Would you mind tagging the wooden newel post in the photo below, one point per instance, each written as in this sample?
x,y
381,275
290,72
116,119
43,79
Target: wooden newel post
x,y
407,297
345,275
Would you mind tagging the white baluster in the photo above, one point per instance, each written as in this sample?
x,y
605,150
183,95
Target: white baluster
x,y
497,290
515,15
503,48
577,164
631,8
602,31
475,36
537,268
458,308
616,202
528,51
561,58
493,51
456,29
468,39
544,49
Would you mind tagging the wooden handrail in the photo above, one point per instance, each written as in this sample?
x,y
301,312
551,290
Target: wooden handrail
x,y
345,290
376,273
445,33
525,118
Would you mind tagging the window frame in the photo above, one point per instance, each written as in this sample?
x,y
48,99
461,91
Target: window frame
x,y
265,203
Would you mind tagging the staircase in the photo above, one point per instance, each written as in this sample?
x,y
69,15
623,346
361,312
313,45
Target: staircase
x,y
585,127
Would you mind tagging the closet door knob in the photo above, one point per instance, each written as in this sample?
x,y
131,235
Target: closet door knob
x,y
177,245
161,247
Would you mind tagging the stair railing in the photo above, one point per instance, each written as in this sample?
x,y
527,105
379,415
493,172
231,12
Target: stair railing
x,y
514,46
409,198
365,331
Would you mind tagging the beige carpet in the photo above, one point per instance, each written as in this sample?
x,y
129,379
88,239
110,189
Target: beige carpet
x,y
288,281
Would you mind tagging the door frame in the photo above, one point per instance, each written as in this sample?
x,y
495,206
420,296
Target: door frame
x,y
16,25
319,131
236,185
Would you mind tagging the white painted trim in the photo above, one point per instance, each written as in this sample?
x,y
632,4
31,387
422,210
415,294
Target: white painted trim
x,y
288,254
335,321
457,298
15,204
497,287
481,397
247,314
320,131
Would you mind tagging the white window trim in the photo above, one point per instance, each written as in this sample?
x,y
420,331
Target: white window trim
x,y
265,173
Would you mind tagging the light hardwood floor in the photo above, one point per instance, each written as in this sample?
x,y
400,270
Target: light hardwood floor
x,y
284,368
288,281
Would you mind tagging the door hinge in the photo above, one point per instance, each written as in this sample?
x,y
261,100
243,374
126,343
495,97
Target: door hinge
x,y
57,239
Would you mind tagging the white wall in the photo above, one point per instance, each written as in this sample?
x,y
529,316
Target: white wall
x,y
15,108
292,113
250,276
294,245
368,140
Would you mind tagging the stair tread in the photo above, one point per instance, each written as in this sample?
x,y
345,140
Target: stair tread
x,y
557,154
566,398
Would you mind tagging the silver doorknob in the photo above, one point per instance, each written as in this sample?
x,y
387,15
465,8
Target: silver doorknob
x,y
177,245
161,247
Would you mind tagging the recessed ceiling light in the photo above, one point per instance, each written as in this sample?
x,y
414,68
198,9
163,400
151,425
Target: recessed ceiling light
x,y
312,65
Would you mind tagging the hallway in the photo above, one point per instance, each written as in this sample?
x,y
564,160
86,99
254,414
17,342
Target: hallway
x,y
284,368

WHAT NEEDS TO BE DONE:
Nothing is to be left out; every record above must be repeated exactly.

SOLVED EXERCISE:
Would you mind tagging the wooden newel post in the photo below, one point per instance, each written as in this sample?
x,y
381,275
290,72
116,119
43,79
Target: wooden newel post
x,y
407,297
345,275
Would you mind tagging the white baluster in the photo above, one point per instance, each written as in this sample?
x,y
605,150
183,95
Target: white baluster
x,y
497,290
515,15
503,48
577,164
631,8
602,31
475,36
537,268
458,308
616,202
528,51
561,58
493,51
456,29
468,39
544,49
Would you mind tagging the wooden handrail in the photo above, one point per instance, each written as in this sample?
x,y
301,312
551,290
Target: wooden handrail
x,y
345,290
376,273
445,33
525,118
Would you mind tagging the window frame in the photo above, one point per instance, each written as in this sample?
x,y
48,99
461,91
Target: window frame
x,y
265,203
Would you mind tagging the staircase in the photo above, one point per instance, each written as in this sample?
x,y
69,15
623,346
361,312
313,45
Target: staircase
x,y
585,127
Would you mind tagging the closet door knob in the photo above, one point per instance, each written as in this sample?
x,y
131,235
Target: closet door knob
x,y
177,245
161,247
Would you mind tagging the stair railing in the photo above, one point per instance, each written as in this sample?
x,y
527,105
379,415
493,172
231,12
Target: stair railing
x,y
514,46
409,198
365,331
Would you mind tagging the beige carpet in the photo above, one point per instance, each written as in this sample?
x,y
129,379
88,239
110,189
Target: beige carpet
x,y
288,281
Would you mind tagging the door frame in the photo above, one point per instance, each written as in this sample?
x,y
495,206
420,296
Target: door frame
x,y
16,25
319,131
236,185
Would you mind tagging the white painted trim in the photo above, one point per instance, each written as in this sample?
x,y
632,4
31,387
422,210
415,294
Target: white painted trim
x,y
288,254
335,321
457,298
15,204
497,287
481,397
247,314
320,131
Would you mind tagging the white window trim in the photo above, one point per instance, each written as in this sample?
x,y
420,331
Target: white window trim
x,y
265,173
Would you mind tagging the light hardwood floor in the photo above, one point per instance, each written as in this sample?
x,y
400,270
Target: light hardwood floor
x,y
284,368
288,281
Would you mind tagging the door hinge in the photo above, one point per instance, each written as in this sample?
x,y
261,100
243,374
126,343
495,97
Target: door hinge
x,y
57,239
Would you mind tagging the white wall in the photo above, one point per instance, each written as in this sample?
x,y
529,316
Target: white wall
x,y
15,108
292,113
250,276
294,245
368,140
Would you mind tagging the stair tread in the photo above, one point per instance, each written as in this sample?
x,y
345,140
Target: stair tread
x,y
557,154
566,398
Would you mind tagging the silver doorknob in the photo above, one point per instance, each written as in this sample?
x,y
387,15
465,8
Target: silver doorknob
x,y
177,245
161,247
Would you mind tagging the recessed ceiling light in the photo above, one point per instance, each written as in this sample?
x,y
414,68
198,9
163,400
151,425
Target: recessed ceiling light
x,y
312,65
Would you mind tagging the hallway in the photo above, one point per instance, each written as in this sample?
x,y
564,160
86,99
254,414
17,342
Target: hallway
x,y
284,368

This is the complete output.